§ **What is being asked**
Write out the part below that opens with the line containing "Return an outline for every instance of the braided" and runs to the last line as a JSON list of strings. Give one string per line and leave out blank lines.

── Data section ──

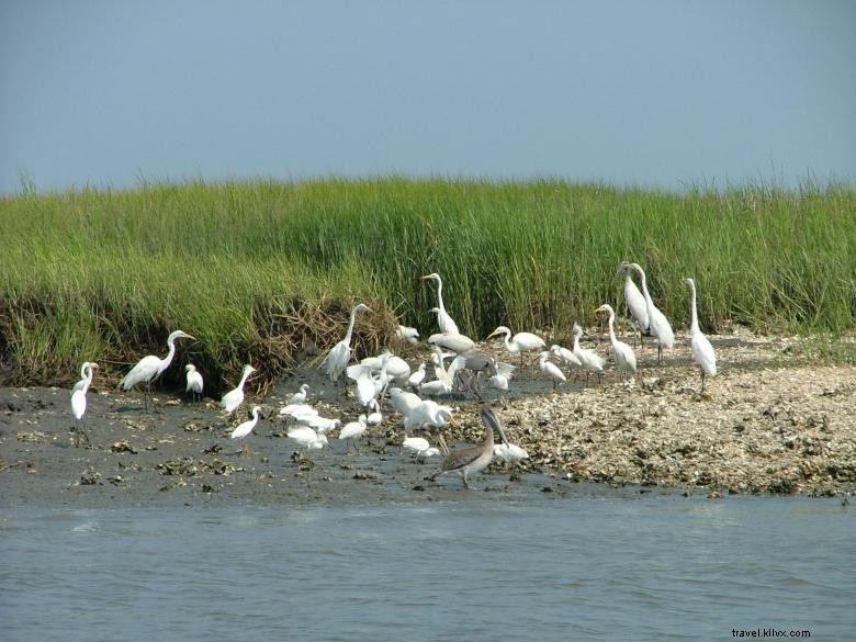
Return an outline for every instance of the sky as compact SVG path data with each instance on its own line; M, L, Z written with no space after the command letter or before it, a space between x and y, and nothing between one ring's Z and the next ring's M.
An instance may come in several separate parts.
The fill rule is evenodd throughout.
M856 2L3 0L0 193L856 183Z

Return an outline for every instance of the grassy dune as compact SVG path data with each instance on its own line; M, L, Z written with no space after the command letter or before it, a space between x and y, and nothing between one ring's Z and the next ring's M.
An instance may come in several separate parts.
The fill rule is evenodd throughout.
M317 180L146 184L0 200L0 356L14 383L65 383L165 351L169 329L219 376L269 376L325 349L369 303L363 349L394 315L429 333L432 285L462 331L565 334L621 301L634 260L673 325L695 277L702 327L852 331L856 190L745 187L677 194L562 181ZM621 306L623 309L623 305ZM365 334L365 329L370 331ZM102 363L103 364L103 363ZM178 369L176 369L178 371Z

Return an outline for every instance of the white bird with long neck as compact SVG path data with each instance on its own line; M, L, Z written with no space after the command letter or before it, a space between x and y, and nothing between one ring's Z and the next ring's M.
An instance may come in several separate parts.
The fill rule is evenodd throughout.
M252 419L249 419L248 421L244 421L244 424L239 425L235 430L232 431L232 435L229 437L232 439L240 439L241 437L246 437L250 432L252 432L252 429L256 427L256 424L259 423L259 413L261 412L260 406L252 406Z
M586 382L588 382L588 371L592 370L597 373L597 381L600 381L600 374L604 372L604 365L606 365L606 359L594 350L579 347L579 337L583 336L583 328L579 324L574 324L574 354L583 364L583 369L586 370Z
M95 368L98 368L98 363L90 363L89 361L85 362L80 369L83 373L83 379L78 381L75 384L75 387L71 388L71 415L77 421L80 421L80 428L78 429L76 426L75 431L82 436L87 443L89 443L89 435L87 435L86 431L83 415L87 412L87 393L89 392L89 386L92 385L92 378L95 374ZM79 439L76 438L75 444L77 446L78 443Z
M627 308L630 311L630 316L633 317L637 327L639 328L639 340L641 343L643 342L642 337L649 331L647 303L639 291L639 288L637 288L637 284L633 282L633 278L630 275L630 272L632 271L630 263L621 263L618 270L619 273L624 273L624 302L627 303Z
M705 375L717 375L717 353L713 351L713 346L710 345L708 338L701 334L701 330L698 327L698 312L696 308L696 282L692 279L685 279L684 282L692 293L692 303L689 308L689 337L690 347L692 348L692 359L701 368L701 392L703 393Z
M565 373L562 372L559 365L556 365L552 361L548 361L548 359L550 358L550 352L548 350L541 352L539 357L540 359L538 360L538 368L541 369L541 372L548 374L552 379L553 390L555 390L555 386L560 381L561 382L567 381L567 379L565 378Z
M609 314L609 341L612 343L612 356L616 359L616 368L623 372L629 372L631 375L635 374L637 356L633 353L633 348L616 338L616 312L608 303L605 303L595 311L595 313L598 312L606 312Z
M675 347L675 333L672 331L672 326L668 324L666 315L660 312L651 300L651 294L647 291L647 279L642 266L639 263L621 263L622 268L626 266L639 272L639 278L642 280L642 296L645 299L649 329L657 339L657 363L660 363L663 361L663 348L671 350Z
M454 323L454 319L446 311L446 305L443 305L443 280L440 279L440 274L432 272L426 274L423 279L433 279L437 281L437 325L440 327L440 331L447 335L460 334L458 324Z
M188 383L184 388L185 393L190 393L195 398L196 395L202 396L202 387L205 385L202 381L202 374L196 370L196 367L192 363L188 363L184 367L184 379Z
M160 376L160 374L169 368L169 364L172 363L172 358L176 356L177 339L195 340L195 337L182 333L181 330L176 330L167 338L169 351L164 359L155 357L154 354L143 357L143 359L140 359L122 380L122 387L125 391L131 390L138 383L146 384L146 392L144 395L146 412L148 412L148 395L151 392L151 382Z
M247 378L249 378L249 375L254 372L256 372L256 369L247 363L244 367L244 373L240 375L240 382L238 383L237 387L227 392L219 401L219 405L223 406L223 409L225 409L229 415L234 413L238 406L240 406L240 404L244 403L244 384L247 383Z
M364 303L358 303L353 306L345 338L330 349L327 357L322 362L320 367L326 370L330 381L339 381L341 373L345 372L345 369L348 367L348 361L351 359L351 337L353 336L353 324L357 320L357 313L368 309L369 306Z
M532 333L517 333L514 337L511 337L511 330L505 326L499 326L493 333L487 335L487 338L489 339L496 335L505 335L505 348L511 354L520 353L521 365L523 363L523 352L540 352L547 348L544 340L541 337L533 335Z

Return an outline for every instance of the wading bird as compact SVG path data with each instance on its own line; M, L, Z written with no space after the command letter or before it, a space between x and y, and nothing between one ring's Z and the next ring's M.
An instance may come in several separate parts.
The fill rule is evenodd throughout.
M630 267L630 263L621 263L618 268L618 273L620 274L623 272L624 274L624 302L627 303L627 308L630 311L630 316L635 319L637 327L639 328L639 342L643 345L644 341L642 337L649 331L647 303L645 303L645 297L633 282L633 278L630 275L631 271L632 268Z
M470 475L477 475L494 458L494 430L499 433L504 443L508 443L493 409L489 406L482 406L480 415L485 425L484 441L478 446L469 446L448 453L443 459L442 468L431 476L431 481L435 481L438 475L454 473L461 475L464 488L469 488Z
M129 391L132 387L137 385L138 383L145 383L146 384L146 392L144 393L144 403L145 403L145 409L148 413L148 396L151 394L151 382L155 381L160 374L169 368L169 364L172 363L172 358L176 356L176 340L177 339L191 339L195 340L196 338L188 335L187 333L182 333L181 330L176 330L167 338L167 346L169 347L169 351L167 352L167 356L164 359L159 359L155 357L154 354L149 354L148 357L143 357L137 364L131 369L131 372L128 372L125 375L125 379L122 380L122 388L125 391Z
M256 369L247 363L244 367L244 373L240 375L240 382L238 383L238 386L223 395L223 398L219 401L219 405L223 406L223 409L225 409L229 415L232 415L232 413L234 413L238 406L244 403L244 384L247 383L247 378L254 372L256 372Z
M609 314L609 340L612 343L612 356L616 358L616 368L629 372L631 375L635 374L637 356L633 353L633 348L616 338L616 313L612 309L612 306L605 303L595 311L595 314L598 312L606 312Z
M692 293L692 304L690 306L690 347L692 348L692 359L701 368L701 392L705 392L705 375L717 375L717 353L713 352L713 346L708 338L701 334L698 327L698 312L696 309L696 282L692 279L685 279L684 282Z
M517 333L514 337L511 337L511 330L505 326L499 326L493 333L487 335L487 338L489 339L496 335L505 335L505 348L511 352L511 354L517 354L518 352L520 353L520 365L523 364L523 352L540 352L547 348L544 340L541 337L533 335L532 333Z
M187 387L184 388L185 393L190 393L195 401L196 395L200 397L202 396L202 386L204 385L202 381L202 374L200 374L199 370L196 370L196 367L192 363L188 363L184 367L184 379L188 382Z
M660 312L651 300L651 294L647 291L645 271L639 263L621 263L621 267L632 268L639 272L639 278L642 280L642 296L645 299L649 329L657 339L657 363L661 363L663 361L663 348L671 350L675 346L675 333L672 331L672 326L668 325L666 316Z
M437 281L437 325L440 327L440 331L447 335L460 334L458 324L455 324L451 315L446 312L446 306L443 305L443 281L440 279L440 274L432 272L423 277L423 279L433 279Z
M232 431L232 435L229 437L232 439L240 439L241 437L246 437L250 432L252 432L252 429L256 427L256 424L259 423L259 413L261 412L260 406L252 406L252 419L249 419L248 421L244 421L244 424L239 425L235 430Z
M92 385L95 368L98 368L98 363L85 362L80 369L83 379L78 381L71 388L71 415L74 415L77 421L80 421L80 428L75 425L75 446L80 444L80 437L82 437L87 442L87 446L89 446L89 435L86 430L83 415L87 412L87 393L89 392L89 386Z
M345 338L330 348L327 357L322 362L320 367L326 370L330 381L339 381L339 376L341 376L341 373L345 372L345 369L348 367L348 361L351 359L351 337L353 336L353 324L357 320L357 313L368 309L369 306L364 303L358 303L353 306Z
M583 328L579 324L574 324L574 354L583 364L583 369L586 371L586 383L588 383L588 371L593 370L597 372L597 382L600 383L600 374L604 372L604 365L606 365L606 359L594 350L579 347L579 337L583 336Z

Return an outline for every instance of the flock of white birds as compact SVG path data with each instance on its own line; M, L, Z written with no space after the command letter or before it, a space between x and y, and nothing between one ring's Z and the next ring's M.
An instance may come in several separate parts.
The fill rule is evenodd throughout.
M639 274L642 285L641 291L633 281L633 272ZM624 300L633 324L640 337L650 334L656 339L657 362L660 363L663 358L663 349L671 350L675 343L672 326L651 299L644 270L638 263L624 262L619 267L619 273L624 275ZM350 382L353 388L353 396L363 409L362 414L359 415L357 420L349 421L343 426L340 419L320 416L318 410L307 403L309 386L304 383L300 386L299 392L289 399L289 403L280 409L280 415L285 416L288 419L288 437L307 450L322 449L328 446L327 435L337 430L339 440L345 441L349 449L351 447L358 449L357 442L368 428L376 426L383 420L381 408L385 401L388 399L393 412L402 418L404 429L402 449L413 453L418 461L424 461L435 455L443 455L444 463L440 472L458 472L464 477L465 483L468 473L473 473L486 465L484 464L485 459L488 463L492 457L500 458L507 462L515 462L526 459L528 453L522 448L508 443L502 428L498 429L502 436L502 443L494 444L491 426L498 426L498 420L493 416L492 412L487 413L487 415L483 413L486 426L484 443L450 452L442 436L442 428L453 421L452 407L439 404L432 398L424 397L449 395L457 390L481 398L478 391L480 378L482 375L484 375L485 384L488 387L508 390L517 365L496 360L491 354L480 350L476 342L470 337L462 335L443 303L442 279L440 275L432 273L423 277L423 279L437 282L438 305L431 308L431 312L437 314L437 324L440 331L428 337L427 341L432 351L433 379L428 379L429 369L426 363L420 363L414 370L404 359L388 350L376 357L363 359L359 363L351 363L351 339L357 315L369 309L368 306L360 303L350 313L345 337L329 350L320 368L333 382L342 382L342 376L346 385ZM703 392L705 378L713 376L717 373L717 359L710 341L699 329L696 284L692 279L686 279L685 282L691 292L691 353L692 359L700 367L701 391ZM637 372L637 356L630 345L620 341L616 337L615 311L609 304L604 304L595 312L608 315L609 340L612 347L616 369L633 376ZM414 345L419 341L418 331L410 327L398 326L397 335L402 341ZM581 348L579 338L584 335L582 327L575 324L573 335L574 343L572 348L552 345L549 349L544 340L538 335L532 333L513 334L506 326L497 327L487 338L503 337L503 342L508 353L520 357L520 365L523 364L525 352L538 352L538 368L543 372L544 376L552 380L555 388L559 383L566 381L562 365L585 372L586 376L589 373L595 373L599 380L607 363L606 359L596 351ZM148 410L151 383L169 368L176 354L176 341L179 339L194 340L194 337L181 330L176 330L167 339L169 350L165 358L160 359L151 354L144 357L122 380L121 385L125 391L129 391L138 384L145 384L144 399L146 410ZM551 357L557 363L551 361ZM78 433L83 436L87 441L88 437L86 436L86 430L82 429L82 421L87 408L87 392L92 383L97 368L98 363L83 363L80 371L81 380L71 390L71 413L75 419L81 423L81 429L78 430ZM201 397L204 386L202 374L193 364L188 364L185 371L188 394ZM238 385L223 395L221 406L227 415L234 413L244 403L244 387L254 372L256 372L256 369L252 365L245 365ZM345 394L347 395L347 388ZM254 406L251 409L252 418L238 425L232 431L230 437L237 439L252 432L259 421L260 413L261 407ZM415 431L426 431L427 435L435 436L438 447L432 447L425 437L414 436ZM487 452L488 450L489 453Z

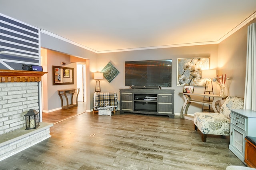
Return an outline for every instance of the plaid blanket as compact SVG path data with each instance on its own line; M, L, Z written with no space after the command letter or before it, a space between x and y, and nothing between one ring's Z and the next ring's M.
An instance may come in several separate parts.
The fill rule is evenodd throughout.
M95 92L94 102L94 108L117 107L117 93Z

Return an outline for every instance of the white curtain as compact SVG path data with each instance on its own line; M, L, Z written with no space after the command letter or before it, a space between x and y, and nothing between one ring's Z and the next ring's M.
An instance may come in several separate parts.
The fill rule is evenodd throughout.
M244 109L256 111L256 23L248 27Z

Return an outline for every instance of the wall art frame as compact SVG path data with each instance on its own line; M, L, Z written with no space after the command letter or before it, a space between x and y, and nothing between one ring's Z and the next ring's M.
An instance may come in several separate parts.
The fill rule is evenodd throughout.
M177 86L204 86L202 70L209 69L210 57L177 58Z
M63 69L63 77L70 77L70 70Z
M194 86L184 86L183 93L193 93L194 87Z

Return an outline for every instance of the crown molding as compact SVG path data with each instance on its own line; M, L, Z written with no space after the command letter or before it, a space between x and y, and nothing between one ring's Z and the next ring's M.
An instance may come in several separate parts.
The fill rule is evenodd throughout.
M92 48L90 48L88 47L87 47L86 46L83 46L82 45L81 45L80 44L77 43L76 42L74 42L74 41L72 41L71 40L68 40L68 39L66 39L66 38L64 38L64 37L62 37L61 36L58 36L58 35L55 34L53 34L51 32L49 32L49 31L47 31L46 30L43 30L43 29L41 29L41 32L42 33L44 33L45 34L46 34L49 35L50 36L51 36L52 37L56 38L58 38L59 40L62 40L62 41L65 41L67 42L68 42L69 43L72 44L73 45L74 45L75 46L78 46L78 47L81 47L82 48L83 48L84 49L85 49L86 50L88 50L89 51L90 51L92 52L94 52L96 53L98 53L98 51L95 50L93 49L92 49Z
M218 41L218 43L220 43L224 40L225 40L228 37L234 33L239 29L241 29L242 27L246 26L247 24L252 21L255 18L256 18L256 12L254 12L252 15L247 18L246 20L240 23L240 24L235 27L233 30L231 30L226 34L222 38L221 38Z
M159 48L174 48L174 47L184 47L186 46L199 46L199 45L211 45L211 44L219 44L221 42L227 38L228 37L232 35L234 33L236 32L239 30L242 27L246 25L247 24L248 24L250 22L252 21L253 19L256 18L256 12L254 12L252 15L250 16L241 23L240 23L238 25L236 26L235 28L234 28L233 29L231 30L229 32L228 32L227 34L225 35L222 37L218 41L210 41L210 42L195 42L195 43L186 43L186 44L173 44L173 45L168 45L165 46L154 46L151 47L141 47L138 48L127 48L127 49L118 49L118 50L103 50L103 51L96 51L92 49L92 48L90 48L86 46L83 46L73 41L72 41L70 40L68 40L66 38L64 38L60 36L58 36L58 35L56 35L53 33L52 33L48 31L46 31L44 30L41 30L41 32L42 33L48 34L49 36L53 36L56 38L58 38L61 40L62 40L64 41L66 41L69 43L75 45L76 46L78 46L80 47L85 49L86 50L88 50L92 52L95 52L96 54L102 54L102 53L108 53L111 52L123 52L125 51L136 51L139 50L152 50L152 49L159 49Z

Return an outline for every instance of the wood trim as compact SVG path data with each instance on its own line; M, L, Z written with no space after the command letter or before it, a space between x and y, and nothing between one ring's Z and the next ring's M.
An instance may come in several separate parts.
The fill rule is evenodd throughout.
M0 82L38 82L48 72L0 70Z

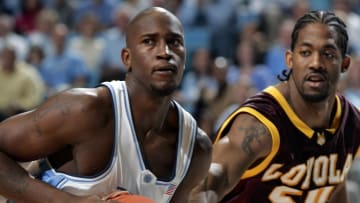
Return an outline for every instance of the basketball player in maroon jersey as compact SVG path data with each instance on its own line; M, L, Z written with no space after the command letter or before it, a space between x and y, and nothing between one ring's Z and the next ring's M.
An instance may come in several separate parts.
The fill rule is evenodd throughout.
M220 127L208 176L192 202L347 202L360 112L337 93L350 64L346 25L332 12L298 19L280 83Z

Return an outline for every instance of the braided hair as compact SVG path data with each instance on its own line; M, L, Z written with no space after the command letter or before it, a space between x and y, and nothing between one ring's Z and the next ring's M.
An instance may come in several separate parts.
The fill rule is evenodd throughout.
M291 50L294 50L295 48L300 30L310 23L322 23L328 27L333 28L337 33L336 44L340 48L341 56L345 57L349 40L349 36L346 31L346 25L344 21L342 21L331 11L310 11L300 17L294 26L293 32L291 33ZM289 80L291 72L291 69L285 69L281 72L281 75L277 75L277 78L280 81L287 81Z

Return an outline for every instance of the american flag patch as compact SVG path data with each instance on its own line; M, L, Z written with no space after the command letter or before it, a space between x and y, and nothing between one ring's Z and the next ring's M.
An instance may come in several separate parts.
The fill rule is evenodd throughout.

───

§ **Right answer**
[
  "Return an outline for every instance of the braided hair as compact SVG path data with each instance on its own line; M, L, Z written with no space after the command letter or before it, a space between x and y, and nothing between one ring's Z and the next ring's M.",
  "An instance may come in several separate parts.",
  "The fill rule is evenodd throughout.",
  "M291 50L294 50L295 48L300 30L310 23L322 23L328 27L333 28L337 33L336 44L340 48L341 56L345 57L349 40L349 36L346 31L346 25L344 21L342 21L331 11L310 11L300 17L294 26L293 32L291 33ZM289 80L291 72L291 69L285 69L281 72L281 75L277 75L277 78L280 81L287 81Z",
  "Return an outline for every instance of the american flag patch as compact SVG path data with each instance on its own line; M, L, Z written with no space after the command letter or before it, a space between x and y, and nothing between one ring's Z and the next ring's M.",
  "An instance may come in several separate parts.",
  "The fill rule is evenodd throughout."
]